--- GIVEN DATA ---

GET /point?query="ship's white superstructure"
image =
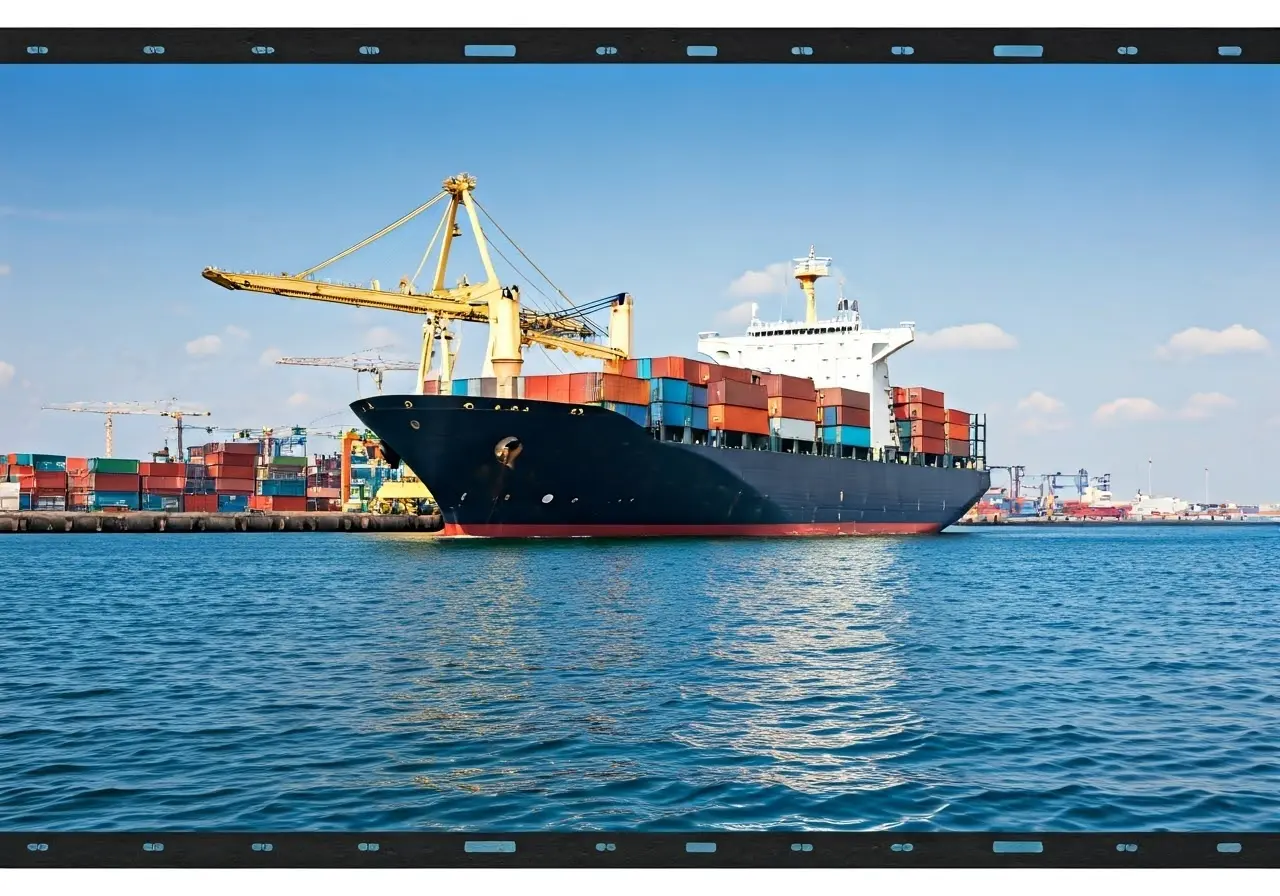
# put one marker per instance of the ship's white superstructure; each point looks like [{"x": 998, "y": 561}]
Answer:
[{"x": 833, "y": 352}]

---

▶ [YOUR OBJECTIVE] Answer with one number only, the count of lines in the entries above that hold the string "ship".

▶ [OUTPUT FOR THIS EXERCISE] 2